[Job]: Repeat the lines below word for word, starting at the line that contains "the form (11,366);" and ending with the final line.

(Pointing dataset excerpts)
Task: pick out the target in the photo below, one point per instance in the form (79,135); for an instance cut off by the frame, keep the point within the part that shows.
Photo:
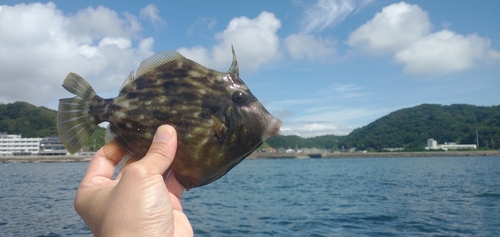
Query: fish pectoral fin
(220,128)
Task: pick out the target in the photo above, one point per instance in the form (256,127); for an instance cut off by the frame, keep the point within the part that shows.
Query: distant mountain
(293,141)
(411,127)
(32,121)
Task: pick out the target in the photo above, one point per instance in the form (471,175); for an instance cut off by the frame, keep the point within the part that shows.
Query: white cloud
(445,51)
(326,13)
(329,120)
(404,30)
(396,27)
(35,60)
(300,46)
(151,11)
(255,42)
(202,24)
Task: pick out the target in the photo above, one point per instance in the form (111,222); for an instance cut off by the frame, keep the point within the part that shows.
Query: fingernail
(164,134)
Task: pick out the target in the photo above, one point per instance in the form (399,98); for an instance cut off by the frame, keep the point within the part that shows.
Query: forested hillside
(31,121)
(409,128)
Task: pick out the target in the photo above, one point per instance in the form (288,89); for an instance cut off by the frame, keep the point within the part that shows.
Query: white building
(15,145)
(432,145)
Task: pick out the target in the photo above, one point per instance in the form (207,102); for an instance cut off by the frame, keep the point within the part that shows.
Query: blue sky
(322,67)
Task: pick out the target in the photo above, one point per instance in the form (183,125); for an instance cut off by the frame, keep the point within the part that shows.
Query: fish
(218,120)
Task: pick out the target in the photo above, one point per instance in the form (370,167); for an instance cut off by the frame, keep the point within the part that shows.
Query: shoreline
(372,154)
(62,159)
(44,159)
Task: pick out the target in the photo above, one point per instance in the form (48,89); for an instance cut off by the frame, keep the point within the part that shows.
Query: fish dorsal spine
(234,69)
(157,60)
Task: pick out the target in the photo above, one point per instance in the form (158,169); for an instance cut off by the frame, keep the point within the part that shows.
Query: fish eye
(239,96)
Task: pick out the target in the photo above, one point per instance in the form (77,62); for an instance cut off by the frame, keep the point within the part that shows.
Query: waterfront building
(16,145)
(432,145)
(52,146)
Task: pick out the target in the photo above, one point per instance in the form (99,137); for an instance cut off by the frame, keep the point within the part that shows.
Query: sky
(322,67)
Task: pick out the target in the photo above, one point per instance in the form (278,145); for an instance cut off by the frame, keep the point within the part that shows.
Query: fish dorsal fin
(157,60)
(234,69)
(127,81)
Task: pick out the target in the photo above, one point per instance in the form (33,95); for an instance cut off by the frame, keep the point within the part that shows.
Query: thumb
(162,151)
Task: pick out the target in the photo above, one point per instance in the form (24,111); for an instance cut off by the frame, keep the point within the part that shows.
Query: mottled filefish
(218,120)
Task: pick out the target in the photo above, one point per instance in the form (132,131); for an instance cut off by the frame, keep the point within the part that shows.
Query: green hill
(293,141)
(409,128)
(31,121)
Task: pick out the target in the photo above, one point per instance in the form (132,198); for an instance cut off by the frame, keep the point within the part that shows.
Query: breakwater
(43,159)
(256,155)
(376,154)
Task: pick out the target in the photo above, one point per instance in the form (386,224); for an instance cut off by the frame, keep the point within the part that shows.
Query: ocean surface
(455,196)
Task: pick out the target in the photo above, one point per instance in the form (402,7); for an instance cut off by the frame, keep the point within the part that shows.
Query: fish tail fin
(74,122)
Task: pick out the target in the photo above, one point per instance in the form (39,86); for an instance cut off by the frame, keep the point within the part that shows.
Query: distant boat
(314,155)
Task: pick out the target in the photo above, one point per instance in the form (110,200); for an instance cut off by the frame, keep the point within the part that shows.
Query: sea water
(454,196)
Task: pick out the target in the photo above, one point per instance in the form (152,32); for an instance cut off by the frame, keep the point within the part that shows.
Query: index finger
(103,163)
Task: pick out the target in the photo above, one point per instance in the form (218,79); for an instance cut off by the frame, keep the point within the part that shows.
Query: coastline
(373,154)
(255,155)
(43,159)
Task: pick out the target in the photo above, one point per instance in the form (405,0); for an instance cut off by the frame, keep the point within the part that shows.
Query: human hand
(138,202)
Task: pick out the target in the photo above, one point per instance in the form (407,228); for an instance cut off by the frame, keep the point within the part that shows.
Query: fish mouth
(272,129)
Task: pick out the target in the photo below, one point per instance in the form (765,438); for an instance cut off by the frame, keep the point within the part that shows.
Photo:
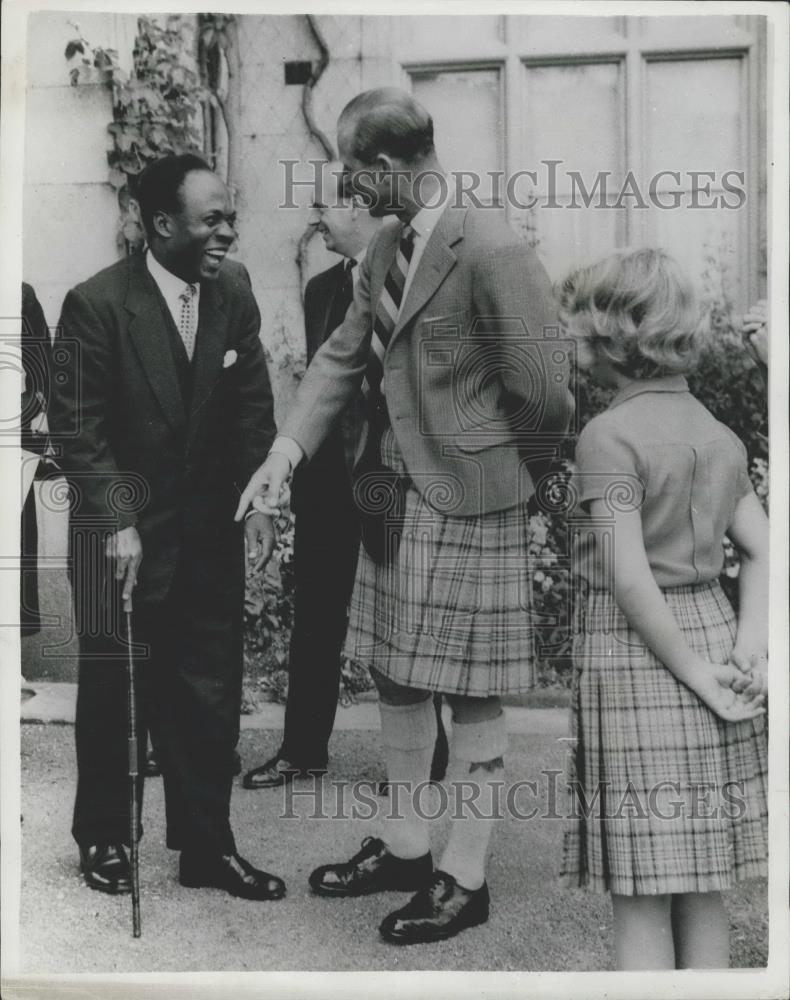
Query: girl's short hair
(638,310)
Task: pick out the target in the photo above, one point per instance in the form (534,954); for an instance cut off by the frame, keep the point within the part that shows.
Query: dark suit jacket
(475,379)
(133,451)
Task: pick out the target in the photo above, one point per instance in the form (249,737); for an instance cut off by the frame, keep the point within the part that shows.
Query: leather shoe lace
(439,911)
(231,873)
(277,772)
(106,868)
(372,869)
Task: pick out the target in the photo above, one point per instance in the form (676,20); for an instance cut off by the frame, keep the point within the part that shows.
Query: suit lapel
(436,262)
(335,287)
(149,334)
(209,351)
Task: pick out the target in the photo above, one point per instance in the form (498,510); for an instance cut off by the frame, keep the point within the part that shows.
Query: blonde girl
(667,773)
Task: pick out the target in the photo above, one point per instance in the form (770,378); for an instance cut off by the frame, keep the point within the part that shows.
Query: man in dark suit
(453,335)
(170,411)
(326,537)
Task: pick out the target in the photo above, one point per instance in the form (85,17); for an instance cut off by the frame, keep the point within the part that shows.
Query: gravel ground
(533,926)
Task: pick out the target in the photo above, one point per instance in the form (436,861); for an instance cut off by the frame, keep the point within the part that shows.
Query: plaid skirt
(663,796)
(453,611)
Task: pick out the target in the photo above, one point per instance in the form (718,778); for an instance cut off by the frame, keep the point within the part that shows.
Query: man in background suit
(170,411)
(326,535)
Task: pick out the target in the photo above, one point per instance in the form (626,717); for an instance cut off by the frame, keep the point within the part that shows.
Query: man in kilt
(452,337)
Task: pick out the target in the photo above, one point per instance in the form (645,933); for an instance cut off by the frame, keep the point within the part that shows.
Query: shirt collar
(665,383)
(425,221)
(169,284)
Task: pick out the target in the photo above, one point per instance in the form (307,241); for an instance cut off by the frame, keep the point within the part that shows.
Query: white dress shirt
(171,287)
(423,224)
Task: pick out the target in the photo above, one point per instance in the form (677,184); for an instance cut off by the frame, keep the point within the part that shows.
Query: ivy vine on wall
(163,105)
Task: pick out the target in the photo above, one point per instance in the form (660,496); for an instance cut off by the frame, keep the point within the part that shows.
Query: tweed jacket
(475,375)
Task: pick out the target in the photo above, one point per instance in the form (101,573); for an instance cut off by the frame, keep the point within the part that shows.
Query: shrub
(728,382)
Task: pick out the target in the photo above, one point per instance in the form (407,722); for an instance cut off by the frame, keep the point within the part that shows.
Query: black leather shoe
(373,869)
(277,772)
(437,912)
(231,873)
(106,868)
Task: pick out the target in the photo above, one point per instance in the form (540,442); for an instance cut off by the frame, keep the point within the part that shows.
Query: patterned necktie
(386,317)
(187,324)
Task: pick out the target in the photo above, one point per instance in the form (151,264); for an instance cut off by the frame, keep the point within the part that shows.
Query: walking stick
(134,818)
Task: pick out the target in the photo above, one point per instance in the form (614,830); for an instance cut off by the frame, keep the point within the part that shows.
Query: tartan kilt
(682,795)
(453,611)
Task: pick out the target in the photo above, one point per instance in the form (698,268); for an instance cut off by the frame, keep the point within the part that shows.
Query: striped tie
(386,317)
(187,325)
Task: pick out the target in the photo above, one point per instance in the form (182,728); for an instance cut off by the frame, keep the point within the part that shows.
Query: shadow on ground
(534,924)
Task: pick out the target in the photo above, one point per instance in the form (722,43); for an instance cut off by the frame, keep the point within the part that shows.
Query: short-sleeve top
(658,449)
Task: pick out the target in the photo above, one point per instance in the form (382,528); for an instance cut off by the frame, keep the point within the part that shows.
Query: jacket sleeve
(79,417)
(335,375)
(254,402)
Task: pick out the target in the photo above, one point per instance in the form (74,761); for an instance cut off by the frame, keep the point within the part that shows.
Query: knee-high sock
(476,776)
(408,733)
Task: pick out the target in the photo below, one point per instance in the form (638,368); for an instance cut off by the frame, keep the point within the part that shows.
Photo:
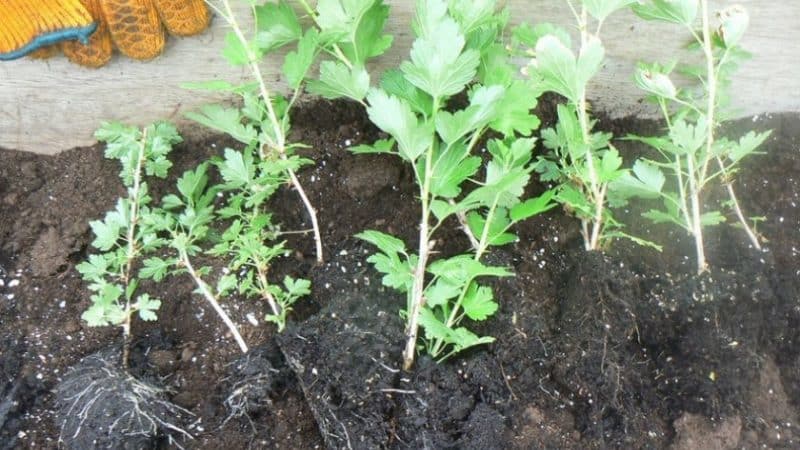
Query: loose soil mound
(622,350)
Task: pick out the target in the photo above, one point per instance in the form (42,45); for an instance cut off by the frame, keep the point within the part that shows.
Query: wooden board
(48,106)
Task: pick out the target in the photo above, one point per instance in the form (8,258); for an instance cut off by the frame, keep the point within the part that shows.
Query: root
(101,405)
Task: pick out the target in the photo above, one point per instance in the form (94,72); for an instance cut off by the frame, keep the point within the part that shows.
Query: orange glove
(135,27)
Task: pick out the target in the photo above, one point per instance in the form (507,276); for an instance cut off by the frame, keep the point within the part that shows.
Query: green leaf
(156,268)
(336,80)
(95,268)
(398,273)
(366,40)
(394,82)
(681,12)
(688,137)
(440,292)
(601,9)
(644,181)
(461,269)
(479,302)
(747,144)
(276,25)
(95,316)
(451,170)
(193,182)
(147,307)
(517,105)
(482,109)
(439,64)
(237,169)
(734,23)
(435,328)
(609,167)
(662,217)
(226,284)
(561,71)
(395,117)
(106,234)
(297,63)
(557,66)
(712,218)
(575,199)
(226,120)
(296,287)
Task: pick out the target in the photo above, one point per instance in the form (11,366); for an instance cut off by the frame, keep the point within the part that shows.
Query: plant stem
(591,242)
(480,249)
(131,250)
(264,284)
(749,231)
(184,258)
(280,143)
(696,224)
(418,287)
(711,84)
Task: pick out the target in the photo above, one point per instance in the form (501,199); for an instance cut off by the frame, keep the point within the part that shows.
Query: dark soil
(626,349)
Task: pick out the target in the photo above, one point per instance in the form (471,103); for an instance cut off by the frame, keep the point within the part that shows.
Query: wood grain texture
(51,105)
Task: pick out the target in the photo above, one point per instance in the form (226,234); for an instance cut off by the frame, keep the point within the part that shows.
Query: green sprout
(125,233)
(691,151)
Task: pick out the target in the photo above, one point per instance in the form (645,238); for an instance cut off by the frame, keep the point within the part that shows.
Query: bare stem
(204,289)
(280,137)
(596,189)
(262,279)
(131,251)
(418,288)
(696,224)
(738,210)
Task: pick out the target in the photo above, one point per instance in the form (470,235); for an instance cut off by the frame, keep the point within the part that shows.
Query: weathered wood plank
(48,106)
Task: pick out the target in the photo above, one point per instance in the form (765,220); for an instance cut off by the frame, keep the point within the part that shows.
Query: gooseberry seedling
(691,150)
(457,50)
(125,233)
(582,161)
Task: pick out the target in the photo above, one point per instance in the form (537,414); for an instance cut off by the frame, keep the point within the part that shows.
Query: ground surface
(622,350)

[Complete output]:
Task: pick out the target in the photo above, one point per instance in the form (11,366); for an instance cut off by the frame, keep the point within the part that shows.
Query: plant stem
(591,242)
(480,249)
(131,250)
(264,284)
(749,231)
(184,258)
(280,143)
(696,224)
(418,287)
(711,84)
Task: pick out the target in the photo above, one point per instance in the form (501,199); for an instance cut off by the frame, keep the point within the part that shows.
Query: dark soil
(626,349)
Task: pick out the target in the photo above, one point per instance in the form (471,103); for an instance cut off by the frame, keep the point within the part that shows.
Query: wood grain texture
(51,105)
Task: pick out the target in the photo above, one point per instance in the form (226,234); for an instance cut off by the frame, keep the point within the part that shows.
Query: green sprout
(125,233)
(691,151)
Task: pick out the target in the photo above, one point per instance in the form (645,238); for an instance cut off by the frame, keep the point within the part that shows.
Query: bare stem
(204,289)
(280,137)
(596,189)
(262,279)
(131,251)
(418,288)
(696,224)
(738,210)
Task: pick out the target in the photo above, one point per instance in the form (470,235); for an instance cut off by the frame, keep the point within the part that shows.
Query: weathered wood plank
(48,106)
Task: pick out the target in the photo above, one point per instance in the form (765,220); for an instance cut off by the frame, keep the point within the part that shows.
Query: gooseberry seedling
(691,150)
(457,50)
(125,233)
(582,161)
Task: pick out the target in the photo above, one point per instance in the form (537,414); for an instance cut off by the frame, keep the point within the part that shows.
Query: ground surface
(622,350)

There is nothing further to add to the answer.